EXERCISE PROMPT →
Identify every line in the material below that contains the word "canopy", and copy each of those lines in full.

INFORMATION GIVEN →
┌────────
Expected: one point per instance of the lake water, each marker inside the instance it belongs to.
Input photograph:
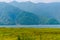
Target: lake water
(32, 26)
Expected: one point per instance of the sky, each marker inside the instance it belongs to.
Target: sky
(45, 1)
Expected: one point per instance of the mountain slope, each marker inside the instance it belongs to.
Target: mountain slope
(50, 10)
(9, 15)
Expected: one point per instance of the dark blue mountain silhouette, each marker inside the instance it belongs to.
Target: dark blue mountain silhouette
(11, 15)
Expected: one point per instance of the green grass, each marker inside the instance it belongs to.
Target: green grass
(29, 33)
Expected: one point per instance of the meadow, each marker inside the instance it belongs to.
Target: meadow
(29, 33)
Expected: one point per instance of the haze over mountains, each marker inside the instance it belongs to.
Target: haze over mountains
(28, 13)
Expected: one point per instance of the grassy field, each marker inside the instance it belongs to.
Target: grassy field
(29, 33)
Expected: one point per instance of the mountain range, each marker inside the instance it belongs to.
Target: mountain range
(28, 13)
(50, 10)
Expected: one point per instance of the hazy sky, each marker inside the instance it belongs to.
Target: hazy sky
(46, 1)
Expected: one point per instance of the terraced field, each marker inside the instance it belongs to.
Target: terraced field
(29, 33)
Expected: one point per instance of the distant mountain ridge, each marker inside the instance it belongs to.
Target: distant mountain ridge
(50, 10)
(11, 15)
(28, 13)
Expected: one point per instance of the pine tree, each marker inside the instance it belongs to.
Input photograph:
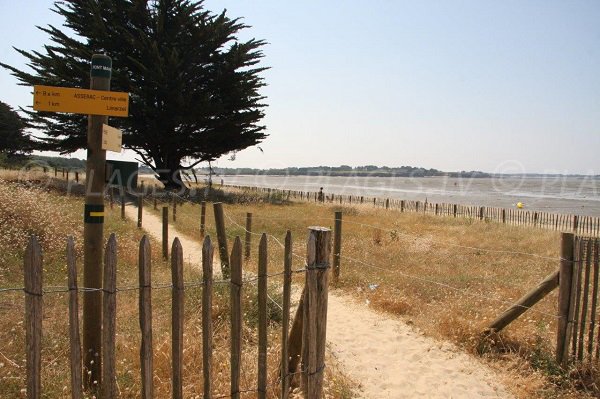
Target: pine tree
(194, 87)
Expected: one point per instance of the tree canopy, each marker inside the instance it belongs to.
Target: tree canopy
(13, 139)
(194, 86)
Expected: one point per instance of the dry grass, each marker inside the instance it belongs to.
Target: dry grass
(448, 277)
(51, 215)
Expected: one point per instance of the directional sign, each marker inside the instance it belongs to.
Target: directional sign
(112, 138)
(80, 101)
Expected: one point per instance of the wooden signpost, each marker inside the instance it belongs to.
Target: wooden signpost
(99, 103)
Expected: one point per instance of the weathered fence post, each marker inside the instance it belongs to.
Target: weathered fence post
(202, 218)
(33, 317)
(315, 311)
(207, 334)
(145, 309)
(74, 339)
(236, 317)
(140, 209)
(248, 238)
(174, 208)
(221, 238)
(165, 235)
(337, 246)
(109, 319)
(564, 325)
(285, 319)
(262, 318)
(177, 316)
(122, 206)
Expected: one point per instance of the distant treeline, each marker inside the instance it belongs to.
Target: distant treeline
(345, 170)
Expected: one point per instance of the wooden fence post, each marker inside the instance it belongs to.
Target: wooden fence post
(109, 319)
(177, 316)
(202, 218)
(221, 238)
(315, 311)
(236, 317)
(526, 302)
(122, 206)
(140, 209)
(207, 334)
(285, 320)
(262, 318)
(248, 237)
(145, 310)
(74, 338)
(165, 235)
(564, 326)
(337, 246)
(33, 317)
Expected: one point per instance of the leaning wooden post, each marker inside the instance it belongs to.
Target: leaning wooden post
(75, 347)
(248, 238)
(207, 334)
(140, 210)
(145, 310)
(222, 238)
(165, 235)
(262, 318)
(564, 295)
(109, 319)
(177, 316)
(337, 246)
(314, 332)
(202, 218)
(32, 273)
(285, 319)
(525, 303)
(236, 317)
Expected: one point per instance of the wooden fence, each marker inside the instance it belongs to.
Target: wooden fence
(578, 224)
(304, 343)
(577, 278)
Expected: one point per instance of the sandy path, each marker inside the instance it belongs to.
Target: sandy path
(387, 357)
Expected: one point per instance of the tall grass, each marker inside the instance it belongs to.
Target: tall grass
(448, 277)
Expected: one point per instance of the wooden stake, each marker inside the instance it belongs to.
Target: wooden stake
(287, 288)
(177, 318)
(207, 332)
(74, 339)
(262, 317)
(109, 319)
(222, 238)
(236, 317)
(145, 306)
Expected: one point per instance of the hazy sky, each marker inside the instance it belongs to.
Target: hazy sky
(453, 85)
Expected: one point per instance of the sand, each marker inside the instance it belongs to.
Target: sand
(385, 356)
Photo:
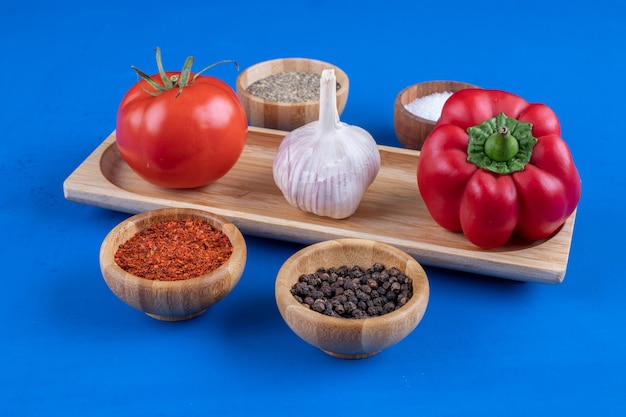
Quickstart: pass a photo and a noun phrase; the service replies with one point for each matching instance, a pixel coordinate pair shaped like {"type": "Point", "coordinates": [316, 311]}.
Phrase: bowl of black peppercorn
{"type": "Point", "coordinates": [352, 298]}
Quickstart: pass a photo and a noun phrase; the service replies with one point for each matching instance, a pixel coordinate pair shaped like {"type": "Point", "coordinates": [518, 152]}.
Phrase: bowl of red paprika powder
{"type": "Point", "coordinates": [173, 263]}
{"type": "Point", "coordinates": [352, 298]}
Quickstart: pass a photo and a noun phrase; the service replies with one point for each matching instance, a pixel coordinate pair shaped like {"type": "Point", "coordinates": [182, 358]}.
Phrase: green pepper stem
{"type": "Point", "coordinates": [501, 144]}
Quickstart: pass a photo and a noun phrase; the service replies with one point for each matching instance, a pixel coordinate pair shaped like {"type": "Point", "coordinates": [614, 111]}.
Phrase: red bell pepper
{"type": "Point", "coordinates": [495, 166]}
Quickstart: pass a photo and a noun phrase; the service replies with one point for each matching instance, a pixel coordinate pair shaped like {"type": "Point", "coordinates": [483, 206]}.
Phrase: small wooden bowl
{"type": "Point", "coordinates": [350, 338]}
{"type": "Point", "coordinates": [172, 300]}
{"type": "Point", "coordinates": [286, 116]}
{"type": "Point", "coordinates": [411, 129]}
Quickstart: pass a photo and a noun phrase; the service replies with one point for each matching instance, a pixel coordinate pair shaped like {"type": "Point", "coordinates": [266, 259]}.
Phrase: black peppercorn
{"type": "Point", "coordinates": [352, 292]}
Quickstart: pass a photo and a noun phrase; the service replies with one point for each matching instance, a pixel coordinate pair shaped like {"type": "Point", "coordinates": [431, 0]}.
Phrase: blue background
{"type": "Point", "coordinates": [486, 346]}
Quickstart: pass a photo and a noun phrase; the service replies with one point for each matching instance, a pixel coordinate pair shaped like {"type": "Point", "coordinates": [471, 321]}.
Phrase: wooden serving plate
{"type": "Point", "coordinates": [391, 211]}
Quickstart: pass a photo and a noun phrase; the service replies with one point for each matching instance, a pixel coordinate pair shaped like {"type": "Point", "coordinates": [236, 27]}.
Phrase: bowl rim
{"type": "Point", "coordinates": [107, 257]}
{"type": "Point", "coordinates": [400, 107]}
{"type": "Point", "coordinates": [418, 297]}
{"type": "Point", "coordinates": [341, 76]}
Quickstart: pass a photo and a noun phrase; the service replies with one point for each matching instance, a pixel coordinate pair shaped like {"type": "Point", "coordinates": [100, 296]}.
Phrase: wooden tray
{"type": "Point", "coordinates": [391, 211]}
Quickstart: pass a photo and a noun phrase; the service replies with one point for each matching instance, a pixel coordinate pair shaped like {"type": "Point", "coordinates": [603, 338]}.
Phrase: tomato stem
{"type": "Point", "coordinates": [179, 81]}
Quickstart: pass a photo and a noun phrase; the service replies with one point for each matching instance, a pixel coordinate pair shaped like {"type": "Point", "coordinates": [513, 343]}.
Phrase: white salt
{"type": "Point", "coordinates": [429, 107]}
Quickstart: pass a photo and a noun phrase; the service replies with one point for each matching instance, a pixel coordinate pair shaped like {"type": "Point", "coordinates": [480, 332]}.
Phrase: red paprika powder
{"type": "Point", "coordinates": [174, 250]}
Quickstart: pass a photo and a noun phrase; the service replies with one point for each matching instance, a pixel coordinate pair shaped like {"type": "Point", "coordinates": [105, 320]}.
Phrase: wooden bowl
{"type": "Point", "coordinates": [411, 129]}
{"type": "Point", "coordinates": [350, 338]}
{"type": "Point", "coordinates": [283, 115]}
{"type": "Point", "coordinates": [172, 300]}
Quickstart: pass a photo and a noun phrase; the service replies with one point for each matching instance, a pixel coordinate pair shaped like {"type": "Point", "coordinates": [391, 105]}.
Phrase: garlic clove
{"type": "Point", "coordinates": [325, 166]}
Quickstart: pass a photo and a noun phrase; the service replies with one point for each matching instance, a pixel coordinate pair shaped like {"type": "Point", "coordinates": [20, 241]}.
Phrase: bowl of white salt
{"type": "Point", "coordinates": [418, 107]}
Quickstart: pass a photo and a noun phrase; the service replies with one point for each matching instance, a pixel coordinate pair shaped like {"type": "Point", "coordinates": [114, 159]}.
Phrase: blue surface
{"type": "Point", "coordinates": [486, 347]}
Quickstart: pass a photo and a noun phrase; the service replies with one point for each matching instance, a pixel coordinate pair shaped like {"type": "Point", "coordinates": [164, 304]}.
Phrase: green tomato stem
{"type": "Point", "coordinates": [175, 81]}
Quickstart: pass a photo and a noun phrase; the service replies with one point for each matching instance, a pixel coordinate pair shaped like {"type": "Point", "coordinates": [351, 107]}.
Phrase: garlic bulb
{"type": "Point", "coordinates": [325, 166]}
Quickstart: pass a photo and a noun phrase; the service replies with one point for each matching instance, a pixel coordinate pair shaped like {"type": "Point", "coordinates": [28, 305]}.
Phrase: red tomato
{"type": "Point", "coordinates": [181, 137]}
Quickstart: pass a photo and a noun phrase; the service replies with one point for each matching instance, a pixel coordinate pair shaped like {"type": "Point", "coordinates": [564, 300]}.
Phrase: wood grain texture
{"type": "Point", "coordinates": [391, 211]}
{"type": "Point", "coordinates": [411, 130]}
{"type": "Point", "coordinates": [172, 300]}
{"type": "Point", "coordinates": [343, 337]}
{"type": "Point", "coordinates": [286, 116]}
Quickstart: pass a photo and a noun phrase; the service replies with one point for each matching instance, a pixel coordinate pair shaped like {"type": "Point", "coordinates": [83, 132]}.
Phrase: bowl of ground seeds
{"type": "Point", "coordinates": [418, 107]}
{"type": "Point", "coordinates": [351, 298]}
{"type": "Point", "coordinates": [173, 263]}
{"type": "Point", "coordinates": [284, 93]}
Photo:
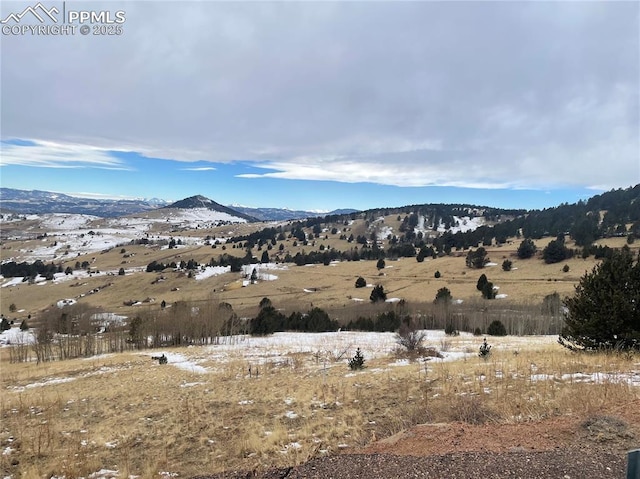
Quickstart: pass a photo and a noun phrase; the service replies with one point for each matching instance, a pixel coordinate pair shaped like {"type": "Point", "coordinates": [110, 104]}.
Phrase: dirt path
{"type": "Point", "coordinates": [558, 448]}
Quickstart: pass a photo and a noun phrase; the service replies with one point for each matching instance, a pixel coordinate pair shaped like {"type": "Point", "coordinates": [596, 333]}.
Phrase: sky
{"type": "Point", "coordinates": [323, 105]}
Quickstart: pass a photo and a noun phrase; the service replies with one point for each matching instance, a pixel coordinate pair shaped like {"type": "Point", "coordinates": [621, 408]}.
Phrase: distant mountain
{"type": "Point", "coordinates": [200, 201]}
{"type": "Point", "coordinates": [41, 202]}
{"type": "Point", "coordinates": [283, 214]}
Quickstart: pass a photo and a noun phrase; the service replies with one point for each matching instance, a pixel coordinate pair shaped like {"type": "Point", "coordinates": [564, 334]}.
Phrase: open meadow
{"type": "Point", "coordinates": [250, 403]}
{"type": "Point", "coordinates": [226, 403]}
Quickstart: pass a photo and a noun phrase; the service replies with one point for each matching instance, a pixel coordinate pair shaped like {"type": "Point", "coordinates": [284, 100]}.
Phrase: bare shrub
{"type": "Point", "coordinates": [410, 337]}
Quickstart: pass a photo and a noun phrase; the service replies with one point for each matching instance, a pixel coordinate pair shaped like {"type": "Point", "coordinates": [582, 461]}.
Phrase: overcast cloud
{"type": "Point", "coordinates": [472, 94]}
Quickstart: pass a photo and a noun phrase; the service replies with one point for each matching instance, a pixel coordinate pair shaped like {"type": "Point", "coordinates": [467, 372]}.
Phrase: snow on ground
{"type": "Point", "coordinates": [261, 270]}
{"type": "Point", "coordinates": [67, 221]}
{"type": "Point", "coordinates": [209, 271]}
{"type": "Point", "coordinates": [181, 362]}
{"type": "Point", "coordinates": [462, 224]}
{"type": "Point", "coordinates": [16, 336]}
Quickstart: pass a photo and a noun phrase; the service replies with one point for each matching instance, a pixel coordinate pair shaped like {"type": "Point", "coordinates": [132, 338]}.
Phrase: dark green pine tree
{"type": "Point", "coordinates": [604, 313]}
{"type": "Point", "coordinates": [378, 294]}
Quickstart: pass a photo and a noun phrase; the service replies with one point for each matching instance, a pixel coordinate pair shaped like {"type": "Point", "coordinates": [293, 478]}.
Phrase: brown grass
{"type": "Point", "coordinates": [128, 413]}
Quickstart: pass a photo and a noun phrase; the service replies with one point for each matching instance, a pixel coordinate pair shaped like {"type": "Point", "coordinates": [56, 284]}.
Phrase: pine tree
{"type": "Point", "coordinates": [485, 350]}
{"type": "Point", "coordinates": [357, 362]}
{"type": "Point", "coordinates": [604, 313]}
{"type": "Point", "coordinates": [378, 294]}
{"type": "Point", "coordinates": [526, 249]}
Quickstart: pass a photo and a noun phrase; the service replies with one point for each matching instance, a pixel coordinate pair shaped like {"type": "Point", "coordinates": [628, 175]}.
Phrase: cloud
{"type": "Point", "coordinates": [474, 94]}
{"type": "Point", "coordinates": [49, 154]}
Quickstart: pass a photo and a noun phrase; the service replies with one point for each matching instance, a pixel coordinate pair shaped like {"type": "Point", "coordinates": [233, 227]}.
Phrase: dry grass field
└────────
SOLUTION TO THIS EXERCISE →
Expected: one point per instance of the tree canopy, each marker inside the instance it belongs to.
Target: tree canopy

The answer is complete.